** Opening PASSAGE PROVIDED block **
The issue for the post-pandemic collapse of reading for fun—which leads to reading loss and the lack of measurable recovery—may be traced to what we did as a society during the pandemic.
We compensated for forced remote learning by buying technology; assuring almost all kids now have high speed access and Chrome books or tablets. The average age of becoming a smart phone user is 11, down 4 years from 15 since 2019.
Not surprisingly, student out-of-school time internet usage has doubled, twice, in ten years. Now 6-8 hours A DAY for kids ages 11-17.
So, lawmakers bemoan the plummeting reading scores and urge or mandate schools to do something, anything! Hence 38 states have now mandated more structured ways of teaching reading.
BUT, looking at reading achievements in isolation is like looking at a kid who drinks a small healthy glass of milk every morning and wondering why he is overweight and not fit.
** Closing PASSAGE PROVIDED block **
** Opening EXERCISE DATA block **
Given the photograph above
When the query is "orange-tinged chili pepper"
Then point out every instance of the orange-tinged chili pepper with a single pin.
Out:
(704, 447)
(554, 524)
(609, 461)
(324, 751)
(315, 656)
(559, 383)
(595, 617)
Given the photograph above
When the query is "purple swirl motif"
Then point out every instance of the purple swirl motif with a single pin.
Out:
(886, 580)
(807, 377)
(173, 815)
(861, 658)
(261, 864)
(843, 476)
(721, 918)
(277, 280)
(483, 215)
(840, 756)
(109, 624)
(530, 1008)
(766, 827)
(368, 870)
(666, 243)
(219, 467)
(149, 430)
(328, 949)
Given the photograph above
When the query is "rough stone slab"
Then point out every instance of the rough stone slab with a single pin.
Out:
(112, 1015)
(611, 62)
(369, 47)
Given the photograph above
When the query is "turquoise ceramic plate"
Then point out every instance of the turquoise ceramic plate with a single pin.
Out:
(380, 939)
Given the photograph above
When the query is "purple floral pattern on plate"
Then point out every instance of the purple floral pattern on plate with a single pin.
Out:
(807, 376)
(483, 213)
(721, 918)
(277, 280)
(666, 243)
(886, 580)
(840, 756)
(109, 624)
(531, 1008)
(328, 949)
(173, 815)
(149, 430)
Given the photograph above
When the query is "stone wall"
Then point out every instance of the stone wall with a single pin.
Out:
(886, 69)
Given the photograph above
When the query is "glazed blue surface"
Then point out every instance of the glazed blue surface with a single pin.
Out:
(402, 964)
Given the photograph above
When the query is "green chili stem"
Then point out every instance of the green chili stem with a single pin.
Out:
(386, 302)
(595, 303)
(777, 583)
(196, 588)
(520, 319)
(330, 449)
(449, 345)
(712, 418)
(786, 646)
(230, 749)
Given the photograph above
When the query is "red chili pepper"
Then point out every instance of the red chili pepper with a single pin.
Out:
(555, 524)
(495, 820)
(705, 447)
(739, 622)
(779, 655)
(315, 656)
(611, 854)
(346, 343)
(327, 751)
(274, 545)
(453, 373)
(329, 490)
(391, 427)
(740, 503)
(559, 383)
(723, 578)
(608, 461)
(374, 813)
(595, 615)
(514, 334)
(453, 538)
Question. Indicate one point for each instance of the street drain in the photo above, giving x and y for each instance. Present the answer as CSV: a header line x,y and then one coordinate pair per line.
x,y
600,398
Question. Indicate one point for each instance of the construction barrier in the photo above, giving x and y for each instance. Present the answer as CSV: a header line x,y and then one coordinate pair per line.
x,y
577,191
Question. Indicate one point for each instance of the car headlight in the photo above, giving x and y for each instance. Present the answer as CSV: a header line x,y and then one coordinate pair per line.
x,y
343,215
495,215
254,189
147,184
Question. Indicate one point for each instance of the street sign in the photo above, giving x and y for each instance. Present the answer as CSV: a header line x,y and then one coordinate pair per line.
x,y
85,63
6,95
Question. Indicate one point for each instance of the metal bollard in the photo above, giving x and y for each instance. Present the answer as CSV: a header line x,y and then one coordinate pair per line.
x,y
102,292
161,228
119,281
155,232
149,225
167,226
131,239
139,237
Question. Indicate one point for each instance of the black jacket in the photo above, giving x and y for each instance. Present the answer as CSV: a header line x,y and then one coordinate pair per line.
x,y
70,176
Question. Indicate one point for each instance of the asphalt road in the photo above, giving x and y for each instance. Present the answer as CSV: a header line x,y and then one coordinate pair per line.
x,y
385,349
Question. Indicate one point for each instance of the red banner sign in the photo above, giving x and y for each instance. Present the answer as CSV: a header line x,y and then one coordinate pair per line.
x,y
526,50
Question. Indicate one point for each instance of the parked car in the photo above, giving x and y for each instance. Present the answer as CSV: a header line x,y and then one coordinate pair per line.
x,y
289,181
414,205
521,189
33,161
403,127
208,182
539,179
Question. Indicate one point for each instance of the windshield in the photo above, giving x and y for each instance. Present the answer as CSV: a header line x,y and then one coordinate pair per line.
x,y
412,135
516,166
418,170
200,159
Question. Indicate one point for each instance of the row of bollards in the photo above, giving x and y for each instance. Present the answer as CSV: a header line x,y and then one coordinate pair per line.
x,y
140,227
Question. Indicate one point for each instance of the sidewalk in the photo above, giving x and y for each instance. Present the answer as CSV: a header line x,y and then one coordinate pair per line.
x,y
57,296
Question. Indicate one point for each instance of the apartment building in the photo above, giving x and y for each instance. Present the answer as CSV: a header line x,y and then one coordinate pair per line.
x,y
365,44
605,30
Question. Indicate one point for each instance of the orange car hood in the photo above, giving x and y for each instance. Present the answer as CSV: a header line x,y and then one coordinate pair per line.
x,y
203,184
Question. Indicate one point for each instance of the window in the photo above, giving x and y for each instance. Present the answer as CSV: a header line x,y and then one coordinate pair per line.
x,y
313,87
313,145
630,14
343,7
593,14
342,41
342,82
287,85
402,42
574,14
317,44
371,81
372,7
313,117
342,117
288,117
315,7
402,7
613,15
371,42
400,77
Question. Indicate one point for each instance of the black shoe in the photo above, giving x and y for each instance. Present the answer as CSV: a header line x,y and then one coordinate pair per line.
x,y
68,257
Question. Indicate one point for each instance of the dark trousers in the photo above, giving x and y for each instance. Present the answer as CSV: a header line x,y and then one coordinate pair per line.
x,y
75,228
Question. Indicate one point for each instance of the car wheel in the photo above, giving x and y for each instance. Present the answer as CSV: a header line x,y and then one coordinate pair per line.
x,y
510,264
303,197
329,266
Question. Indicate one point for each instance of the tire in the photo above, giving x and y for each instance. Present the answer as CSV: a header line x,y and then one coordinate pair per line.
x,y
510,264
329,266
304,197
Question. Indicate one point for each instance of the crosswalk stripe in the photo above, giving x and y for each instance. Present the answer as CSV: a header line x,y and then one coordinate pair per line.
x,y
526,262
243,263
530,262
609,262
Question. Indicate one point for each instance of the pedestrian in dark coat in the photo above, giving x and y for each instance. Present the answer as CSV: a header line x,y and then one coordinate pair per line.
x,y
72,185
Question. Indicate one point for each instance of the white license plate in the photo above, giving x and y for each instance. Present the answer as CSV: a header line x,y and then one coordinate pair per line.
** Closing EXERCISE DATA block **
> WORK TASK A
Reproduce everything from "Not surprisingly, student" down to "and not fit." in the passage on children's reading decline, switching "lawmakers" to "legislators".
> WORK TASK B
List every figure written in digits in the passage on children's reading decline.
> WORK TASK C
Carry on the passage on children's reading decline from its final sentence.

> ANSWER SPACE A
Not surprisingly, student out-of-school time internet usage has doubled, twice, in ten years. Now 6-8 hours A DAY for kids ages 11-17.
So, legislators bemoan the plummeting reading scores and urge or mandate schools to do something, anything! Hence 38 states have now mandated more structured ways of teaching reading.
BUT, looking at reading achievements in isolation is like looking at a kid who drinks a small healthy glass of milk every morning and wondering why he is overweight and not fit.

> ANSWER SPACE B
11, 4, 15, 2019, 6-8, 11-17, 38

> ANSWER SPACE C
Endlessly debating whether the morning milk should be lower fat, fortified, mixed with chocolate, organic, almond, or served in a larger glass, steers educators down these “got milk?” analogies, looking for ways to boost the effect of a 149 calorie glass of milk on a 2500 calorie day. It’s the equivalent of ignoring 8 hours a day of screen time, where students are munching on the screen equivalent to junk food.
We seem to ignore the fact that students spend a mere 29 minutes (and dropping) reading during out-of-school time and ignoring the overwhelming screen time equivalent of “internet junk food”.
This is one reason Kids Read Now sends 30,000 books every day to 130,000+ families as we Deliver Reading Successes to impact the summer slide and improve literacy in general.